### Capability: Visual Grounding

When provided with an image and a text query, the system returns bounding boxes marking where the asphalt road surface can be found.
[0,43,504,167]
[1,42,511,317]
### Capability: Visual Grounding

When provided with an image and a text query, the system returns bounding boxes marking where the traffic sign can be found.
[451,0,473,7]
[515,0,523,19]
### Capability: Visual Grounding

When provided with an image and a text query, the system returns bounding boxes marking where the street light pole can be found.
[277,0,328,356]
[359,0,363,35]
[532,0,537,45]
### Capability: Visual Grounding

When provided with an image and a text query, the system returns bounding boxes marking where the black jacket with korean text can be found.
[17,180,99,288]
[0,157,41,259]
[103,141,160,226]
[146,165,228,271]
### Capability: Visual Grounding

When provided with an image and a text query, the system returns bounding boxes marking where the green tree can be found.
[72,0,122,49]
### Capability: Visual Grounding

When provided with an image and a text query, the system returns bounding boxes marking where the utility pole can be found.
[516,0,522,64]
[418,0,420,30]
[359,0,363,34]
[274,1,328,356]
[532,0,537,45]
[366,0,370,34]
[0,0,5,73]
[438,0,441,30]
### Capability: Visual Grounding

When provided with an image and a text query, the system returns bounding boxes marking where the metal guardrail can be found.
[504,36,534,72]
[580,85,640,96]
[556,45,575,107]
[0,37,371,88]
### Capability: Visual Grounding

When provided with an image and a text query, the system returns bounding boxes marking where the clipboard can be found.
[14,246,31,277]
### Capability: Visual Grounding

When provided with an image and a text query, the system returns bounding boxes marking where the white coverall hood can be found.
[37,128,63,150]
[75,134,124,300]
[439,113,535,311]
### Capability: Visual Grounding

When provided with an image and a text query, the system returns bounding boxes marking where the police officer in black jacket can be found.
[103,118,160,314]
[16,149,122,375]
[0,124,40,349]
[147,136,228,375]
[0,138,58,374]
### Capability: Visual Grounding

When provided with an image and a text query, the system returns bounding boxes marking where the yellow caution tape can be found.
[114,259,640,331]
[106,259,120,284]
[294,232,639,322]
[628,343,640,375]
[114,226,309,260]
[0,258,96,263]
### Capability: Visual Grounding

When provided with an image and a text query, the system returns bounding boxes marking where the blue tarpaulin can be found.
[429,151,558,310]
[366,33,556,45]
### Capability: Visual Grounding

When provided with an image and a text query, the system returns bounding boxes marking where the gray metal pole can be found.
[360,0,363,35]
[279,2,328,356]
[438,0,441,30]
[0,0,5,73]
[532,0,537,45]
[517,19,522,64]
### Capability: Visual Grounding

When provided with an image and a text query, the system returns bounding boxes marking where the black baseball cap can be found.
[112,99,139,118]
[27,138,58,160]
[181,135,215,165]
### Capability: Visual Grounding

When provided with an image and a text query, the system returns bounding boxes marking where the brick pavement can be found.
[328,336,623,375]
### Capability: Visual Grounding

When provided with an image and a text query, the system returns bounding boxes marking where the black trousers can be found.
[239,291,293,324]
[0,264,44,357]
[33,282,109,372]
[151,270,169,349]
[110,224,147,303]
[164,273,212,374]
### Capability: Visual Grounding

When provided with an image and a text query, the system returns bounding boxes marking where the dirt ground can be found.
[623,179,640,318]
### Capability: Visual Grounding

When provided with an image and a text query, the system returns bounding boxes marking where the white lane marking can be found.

AIM OF THE TASK » Extract each record, keeping it identical to the original.

SOLUTION »
### Capability: Visual Grounding

When provided with an image and a text query, the system returns bounding boxes marking where the asphalt road surface can be found.
[0,43,504,167]
[1,42,511,317]
### Capability: Visual Grounding

When provided with an image and a text query, the system returns bounding boxes marking where the traffic sign can be found.
[451,0,473,7]
[515,0,523,19]
### Capability: Visual Grounding

When provided with an image and a text query, the system returns bounding boxes marking where the street light pole can be found.
[277,0,328,356]
[359,0,363,35]
[532,0,537,45]
### Capability: Visual Grounding

When provided with an image and a text query, the system returns bounding boxes marking where the black jacket with korean text can be found.
[17,180,99,288]
[0,157,41,259]
[103,141,160,226]
[146,165,228,271]
### Capability: Visual Grounding

When provided with an image and a text query, the system returns bounding boxes marking where the green tree can be found.
[72,0,122,49]
### Capability: Visual Grounding

When provided with an image and a text query, the system returns bounding boxes marking where the utility pole can be found.
[516,0,522,64]
[418,0,420,30]
[359,0,363,34]
[274,1,328,356]
[532,0,537,45]
[366,0,370,34]
[0,0,5,73]
[438,0,441,30]
### Capability: Visual Grounding

When provided with an image and a text query, the system returns bounding boxes marking where the metal guardrail can be found.
[504,36,534,72]
[580,85,640,96]
[556,45,575,107]
[0,37,371,88]
### Capability: Visual Grounding

When provided with an image and a text query, the system returns bounding boxes marking where the clipboard can be found.
[14,246,31,277]
### Capability: Visual Grounding

When provided with an image and a text query, the system returns bounding boxes marking where the white coverall hood can be found.
[37,128,63,150]
[75,134,124,300]
[439,113,535,311]
### Capability: Visual Grounding

When provided with an image and a text query, the system returns bounding boxes marking where the police officer in black jacket can be found.
[103,118,160,314]
[16,149,122,375]
[0,124,40,349]
[147,136,228,375]
[0,138,58,374]
### Capability: Visual Grounding

When provided with an image and a text query, the system returns bounding boxes marking where the yellow caution tape can be found.
[114,259,640,331]
[106,259,120,284]
[294,232,639,322]
[628,343,640,375]
[114,226,309,260]
[0,258,96,263]
### Capability: Visual Grounding

When provided with an image and a text query, the system returns bounding boxes marking where the blue tarpaulin can be found.
[429,151,558,310]
[366,33,556,45]
### Capability: Visual Grounding

When provided with an image and a text query, the system returns bounding boxes marking where the gray metal pole can be found.
[360,0,363,35]
[279,2,328,356]
[438,0,441,30]
[0,0,5,73]
[532,0,537,45]
[517,19,522,64]
### Capability: Visual Grounding

When provided with an image and a text query, the system returns bounding boxes marking where the black baseball cap can be found.
[112,99,139,118]
[27,138,58,160]
[181,135,215,165]
### Capability: Visual Grounding

When provided with an image and a text query, the system returns bounding boxes marking where the brick pavement can be found.
[328,336,623,375]
### Capability: Visual Grounding

When provided with an image and a text query, the system returns bounding boxes marking where the black trousers can be found.
[239,291,293,324]
[0,264,44,357]
[33,282,109,372]
[151,270,169,349]
[110,224,147,303]
[164,273,212,374]
### Capability: Visual Grounding

When provided with an image and a text query, the system returns bounding boxes marking where the dirt ground can be found.
[623,179,640,318]
### Capability: Visual Grounding

When provided with an image and a text query, the system returns bounding boxes marking where the white lane marking can be found.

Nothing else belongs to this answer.